What is Zero-Shot prompting
Zero-Shot Prompting is a fundamental type of prompting technique. It is considered the simplest type of prompt.
Here's a breakdown of what the sources say about zero-shot prompting:
- Definition: A zero-shot prompt provides only a description of a task and some text for the Large Language Model (LLM) to get started with.
- Key Characteristic: The name "zero-shot" explicitly stands for 'no examples'. Unlike one-shot or few-shot prompting, it does not include demonstrations or examples of the desired input/output pattern. Only an instruction in natural language is given to the model.
- Input: This input could be various things, such as a question, the beginning of a story, or instructions.
- Purpose: It is often used as a baseline prompting technique.
- Usage: When zero-shot prompting is insufficient to achieve the desired results, providing examples (one-shot or few-shot prompting) can be necessary.
- Variations: There are standalone zero-shot techniques, as well as techniques that combine zero-shot prompting with other concepts, such as Zero-Shot Chain-of-Thought (CoT). Zero-Shot-CoT involves appending a thought-inducing phrase to the prompt and does not require exemplars.
For example, a zero-shot prompt might simply be "Classify movie reviews as POSITIVE, NEUTRAL or NEGATIVE." followed by the review text, and the model is expected to provide the sentiment classification based solely on the instruction and the input text, without seeing previous examples of reviews and their corresponding classifications. In a benchmarking study, a zero-shot baseline involved running questions directly through the model with only a base instruction and the question, without any exemplars or thought inducers.

*TASK REQUIREMENTS*.
1. According to the overview of zero-shot prompting, why does this technique carry the name "zero-shot"? Respond in one to three sentences.
2. Set down verbatim the portion of the zero-shot prompting overview starting with "- Key Characteristic: The" and going on through "not require exemplars.".
The point localization data have no role in this work.

(Point localization data)
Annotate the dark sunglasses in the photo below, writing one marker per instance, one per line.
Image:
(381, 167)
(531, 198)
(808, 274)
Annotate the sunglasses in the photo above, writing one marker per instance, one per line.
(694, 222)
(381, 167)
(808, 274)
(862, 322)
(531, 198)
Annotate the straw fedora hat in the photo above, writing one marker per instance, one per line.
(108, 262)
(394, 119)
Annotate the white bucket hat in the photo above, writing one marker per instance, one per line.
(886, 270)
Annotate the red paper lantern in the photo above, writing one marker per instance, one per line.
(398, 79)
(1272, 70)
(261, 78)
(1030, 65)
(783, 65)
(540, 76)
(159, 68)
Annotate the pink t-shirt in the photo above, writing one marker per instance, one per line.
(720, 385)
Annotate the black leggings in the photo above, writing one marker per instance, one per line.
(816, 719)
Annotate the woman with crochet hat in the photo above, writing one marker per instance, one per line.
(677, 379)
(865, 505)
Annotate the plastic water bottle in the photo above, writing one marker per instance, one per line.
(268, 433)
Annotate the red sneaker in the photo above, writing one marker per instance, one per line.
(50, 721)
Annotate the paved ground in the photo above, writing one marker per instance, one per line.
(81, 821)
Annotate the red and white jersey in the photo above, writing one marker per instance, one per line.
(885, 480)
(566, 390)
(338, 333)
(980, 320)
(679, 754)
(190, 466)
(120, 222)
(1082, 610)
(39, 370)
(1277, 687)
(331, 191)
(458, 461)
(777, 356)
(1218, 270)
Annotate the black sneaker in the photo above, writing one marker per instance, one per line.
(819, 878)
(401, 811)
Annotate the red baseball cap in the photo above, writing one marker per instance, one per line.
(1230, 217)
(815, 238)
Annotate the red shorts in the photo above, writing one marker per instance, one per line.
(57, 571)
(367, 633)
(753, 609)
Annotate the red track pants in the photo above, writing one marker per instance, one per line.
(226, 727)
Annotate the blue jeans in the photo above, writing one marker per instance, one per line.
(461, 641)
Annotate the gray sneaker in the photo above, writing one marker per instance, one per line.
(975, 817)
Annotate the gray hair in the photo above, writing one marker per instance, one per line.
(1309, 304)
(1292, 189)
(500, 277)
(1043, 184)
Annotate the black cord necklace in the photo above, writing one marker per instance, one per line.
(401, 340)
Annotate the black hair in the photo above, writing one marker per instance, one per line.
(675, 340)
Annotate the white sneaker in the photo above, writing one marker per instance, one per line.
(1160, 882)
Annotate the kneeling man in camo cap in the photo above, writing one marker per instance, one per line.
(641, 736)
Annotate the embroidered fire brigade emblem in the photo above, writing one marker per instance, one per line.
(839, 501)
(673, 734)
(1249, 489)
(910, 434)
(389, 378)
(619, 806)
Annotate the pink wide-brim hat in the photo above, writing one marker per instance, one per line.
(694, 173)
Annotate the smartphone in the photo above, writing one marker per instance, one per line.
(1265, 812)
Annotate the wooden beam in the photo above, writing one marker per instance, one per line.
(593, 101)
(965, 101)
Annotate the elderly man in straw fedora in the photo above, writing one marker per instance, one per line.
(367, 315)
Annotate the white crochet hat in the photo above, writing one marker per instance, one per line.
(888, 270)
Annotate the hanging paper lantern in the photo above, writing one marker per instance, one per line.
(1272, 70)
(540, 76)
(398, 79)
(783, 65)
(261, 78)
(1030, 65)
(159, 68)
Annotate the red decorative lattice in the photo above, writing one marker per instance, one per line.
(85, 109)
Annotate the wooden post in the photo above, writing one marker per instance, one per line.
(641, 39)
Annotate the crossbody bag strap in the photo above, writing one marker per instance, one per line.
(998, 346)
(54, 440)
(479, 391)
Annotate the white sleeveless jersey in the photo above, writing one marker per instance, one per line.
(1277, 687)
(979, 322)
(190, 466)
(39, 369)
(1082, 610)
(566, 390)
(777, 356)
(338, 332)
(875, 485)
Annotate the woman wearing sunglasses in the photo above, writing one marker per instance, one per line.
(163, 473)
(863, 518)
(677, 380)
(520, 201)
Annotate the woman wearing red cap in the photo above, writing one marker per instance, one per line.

*SOLUTIONS*.
1. The name "zero-shot" stands for "no examples." Unlike one-shot or few-shot prompting, a zero-shot prompt contains no demonstrations or examples of the desired input/output pattern. The model receives only an instruction in natural language.

2.
- Key Characteristic: The name "zero-shot" explicitly stands for 'no examples'. Unlike one-shot or few-shot prompting, it does not include demonstrations or examples of the desired input/output pattern. Only an instruction in natural language is given to the model.
- Input: This input could be various things, such as a question, the beginning of a story, or instructions.
- Purpose: It is often used as a baseline prompting technique.
- Usage: When zero-shot prompting is insufficient to achieve the desired results, providing examples (one-shot or few-shot prompting) can be necessary.
- Variations: There are standalone zero-shot techniques, as well as techniques that combine zero-shot prompting with other concepts, such as Zero-Shot Chain-of-Thought (CoT). Zero-Shot-CoT involves appending a thought-inducing phrase to the prompt and does not require exemplars.